(Exercise materials begins)
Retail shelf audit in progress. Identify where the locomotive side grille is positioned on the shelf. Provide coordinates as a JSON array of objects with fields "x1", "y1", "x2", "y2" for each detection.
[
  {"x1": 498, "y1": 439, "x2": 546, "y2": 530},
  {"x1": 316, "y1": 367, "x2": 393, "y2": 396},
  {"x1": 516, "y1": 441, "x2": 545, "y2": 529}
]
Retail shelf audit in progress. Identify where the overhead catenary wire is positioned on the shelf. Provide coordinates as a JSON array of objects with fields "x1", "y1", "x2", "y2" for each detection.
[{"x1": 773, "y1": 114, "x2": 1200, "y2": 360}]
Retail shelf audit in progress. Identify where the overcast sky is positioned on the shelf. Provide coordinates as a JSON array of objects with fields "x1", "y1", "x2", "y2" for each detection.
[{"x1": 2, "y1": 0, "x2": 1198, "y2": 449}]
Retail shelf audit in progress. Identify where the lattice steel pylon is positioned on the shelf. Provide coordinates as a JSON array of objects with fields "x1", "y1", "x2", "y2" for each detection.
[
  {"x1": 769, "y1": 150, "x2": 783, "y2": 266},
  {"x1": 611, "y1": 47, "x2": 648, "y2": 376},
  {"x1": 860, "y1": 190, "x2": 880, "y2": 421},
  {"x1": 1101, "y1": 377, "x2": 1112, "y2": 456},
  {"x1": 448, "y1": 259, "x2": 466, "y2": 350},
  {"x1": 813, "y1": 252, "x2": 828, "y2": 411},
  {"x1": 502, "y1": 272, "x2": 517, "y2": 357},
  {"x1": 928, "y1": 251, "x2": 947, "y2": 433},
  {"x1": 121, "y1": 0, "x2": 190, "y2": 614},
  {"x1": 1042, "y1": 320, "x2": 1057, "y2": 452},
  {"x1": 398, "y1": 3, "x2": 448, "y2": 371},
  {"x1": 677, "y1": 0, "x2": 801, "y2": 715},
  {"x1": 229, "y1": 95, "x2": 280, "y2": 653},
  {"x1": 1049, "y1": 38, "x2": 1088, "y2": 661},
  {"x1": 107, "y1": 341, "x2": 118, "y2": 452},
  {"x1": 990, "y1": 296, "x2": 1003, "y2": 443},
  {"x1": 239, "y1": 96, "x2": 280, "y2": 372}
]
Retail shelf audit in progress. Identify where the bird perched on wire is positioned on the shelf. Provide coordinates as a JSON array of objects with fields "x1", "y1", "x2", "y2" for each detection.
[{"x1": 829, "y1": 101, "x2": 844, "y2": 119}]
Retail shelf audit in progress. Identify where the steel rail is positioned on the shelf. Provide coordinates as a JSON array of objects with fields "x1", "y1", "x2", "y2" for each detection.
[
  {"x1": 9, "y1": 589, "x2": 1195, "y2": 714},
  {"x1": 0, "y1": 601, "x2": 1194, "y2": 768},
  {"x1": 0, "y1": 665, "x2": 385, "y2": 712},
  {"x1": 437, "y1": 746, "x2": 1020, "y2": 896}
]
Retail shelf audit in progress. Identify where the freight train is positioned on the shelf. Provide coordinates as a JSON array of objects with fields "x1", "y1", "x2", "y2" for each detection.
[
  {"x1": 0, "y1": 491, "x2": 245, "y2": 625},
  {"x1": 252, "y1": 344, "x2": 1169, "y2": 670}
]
(Exercise materials ends)
*Exercise details*.
From the line containing "Retail shelf audit in progress. Identify where the steel" down to the last line of the data, transcribe every line exactly; nothing else should appear.

*Task result*.
Retail shelf audit in progress. Identify where the steel rail is positioned on the shelf. Provide coordinates as a JSON array of objects with fields "x1", "y1", "x2", "y2" for each detection.
[
  {"x1": 9, "y1": 589, "x2": 1195, "y2": 714},
  {"x1": 0, "y1": 601, "x2": 1194, "y2": 768},
  {"x1": 0, "y1": 665, "x2": 385, "y2": 712},
  {"x1": 437, "y1": 746, "x2": 1020, "y2": 896}
]
Retail shelf audit in progress. Identify where the freight train is positioned on the shelf. Provide coordinates as a JSON array of objects with fields "x1", "y1", "x2", "y2" for each detection.
[
  {"x1": 0, "y1": 491, "x2": 245, "y2": 625},
  {"x1": 252, "y1": 344, "x2": 1169, "y2": 670}
]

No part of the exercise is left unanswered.